■ EXTRACTED TEXT ■
*-*-*
19I find, the applicant is not entitled to this treatment plan.
Issue 3: OCF-18 in the amount of $2,200.00 for an In-home occupational therapy assessment
20I find that the applicant has not met his burden of proving the disputed in-home occupational therapy assessment is reasonable and necessary as a result of Index MVA.
21The applicant submits the treatment plan for an In-home occupational therapy assessment proposed by Geronimo Occupational Therapy, dated May 19, 2021, is reasonable and necessary to assess home safety, accessibility and determine a treatment plan. The applicant submits the respondent’s denial is based on a second IE assessment with Mr. Andrew Phillips, occupational therapist, conducted on April 14, 2022. The applicant relies on the assertions of the treatment provider that her proposed plan is reasonable and necessary. In support of the treatment plan, the applicant submits a psychological progress report dated May 5, 2022, prepared by Dr. Jana Frtusova, neuropsychologist. The doctor states the applicant reported he is struggling with ongoing physical symptoms and chronic pain as a result of the Index MVA.
22The respondent submits that the treatment plan was prepared after the Secondary MVA and reasonableness, necessity and causation have not been established. In its letter of denial, it relied on the IE with Mr. Andrew Phillips, Occupational Therapist conducted on April 14, 2022.
23The applicant does not make submissions nor reply to the issue of causation raised by the respondent, referencing the Secondary MVA on May 2, 2020. The burden of proof lies with the applicant to establish that the Index MVA on August 8, 2019, was the cause of his physical impairments, not on the respondent to disprove it.
24I give little weight to the psychological report dated May 5, 2022, prepared by Dr. Jana Frtusova, neuropsychologist. The report addresses only the need for treatment of the psychological aspect of chronic pain. The report does not address the treatment plan in dispute. The report does not indicate an evaluation of the applicant’s physical abilities or restrictions was conducted, nor does it indicate the applicant is experiencing any safety or accessibility issues in his home that would benefit from an In-home assessment.
*-*-*
■ SOURCE DATA ■
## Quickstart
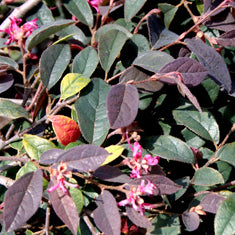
*-*-*
■ TASK REQUIREMENTS ■
- 1) Answer these from the excerpt on the in-home occupational therapy assessment:
(a) What amount is the OCF-18 for the in-home occupational therapy assessment?
(b) On what date was the IE with Mr. Andrew Phillips conducted?
(c) On what date did the Secondary MVA take place?
- 2) Say whether each statement agrees with the excerpt on the in-home occupational therapy assessment. Answer yes or no and quote the words that decide it.
(a) Geronimo Occupational Therapy proposed the treatment plan.
(b) The applicant replied to the respondent's point on causation.
(c) Dr. Jana Frtusova's report addresses the treatment plan in dispute.
- 3) Carry on the excerpt on the in-home occupational therapy assessment from the point where it stops.

■ RESPONSES BY TASK ■
- 1)
(a) $2,200.00
(b) April 14, 2022
(c) May 2, 2020

- 2)
(a) Yes: "proposed by Geronimo Occupational Therapy, dated May 19, 2021"
(b) No: "The applicant does not make submissions nor reply to the issue of causation raised by the respondent"
(c) No: "The report does not address the treatment plan in dispute."

- 3)
25I find the applicant has not led compelling evidence to establish that the treatment plan for an In-home occupational therapy assessment is reasonable or necessary. In order for the assessment to be reasonable and necessary there must be a need for the goals to be met. Neither the applicant, nor Dr. Frtusova, suggested that safety or accessibility were of concern. The applicant has not provided sufficient clinical notes or records to support the applicant’s physical need for rehabilitation, as a result of the Index MVA.
26Given the lack of evidence, and on a balance of probabilities, I find the treatment plan is not reasonable and necessary as a result of the Index MVA.
Interest
27As there are no overdue payment of benefits, the applicant is not entitled to interest pursuant to section 51 of the Schedule.
Award
28The applicant submits an award is owing pursuant to s.10 of Regulation 664 because the respondent’s denial letters were not in compliance with s. 38(8) of the Schedule.
29The respondent submits that it gave reasonable consideration to all the available information when assessing the applicant’s claim, and no award is payable.
30I find the respondent’s denial of the benefits was clear and unambiguous, and the conduct of the respondent does not rise to a level worthy of an award. As no benefits are payable, the respondent cannot be found to have unreasonably withheld or delayed payment of benefits pursuant to s.10 of Regulation 664. Therefore, no award is payable.
ORDER
31I order the following:
i. The applicant is not entitled to the treatment plans in dispute.
ii. The applicant is not entitled to interest.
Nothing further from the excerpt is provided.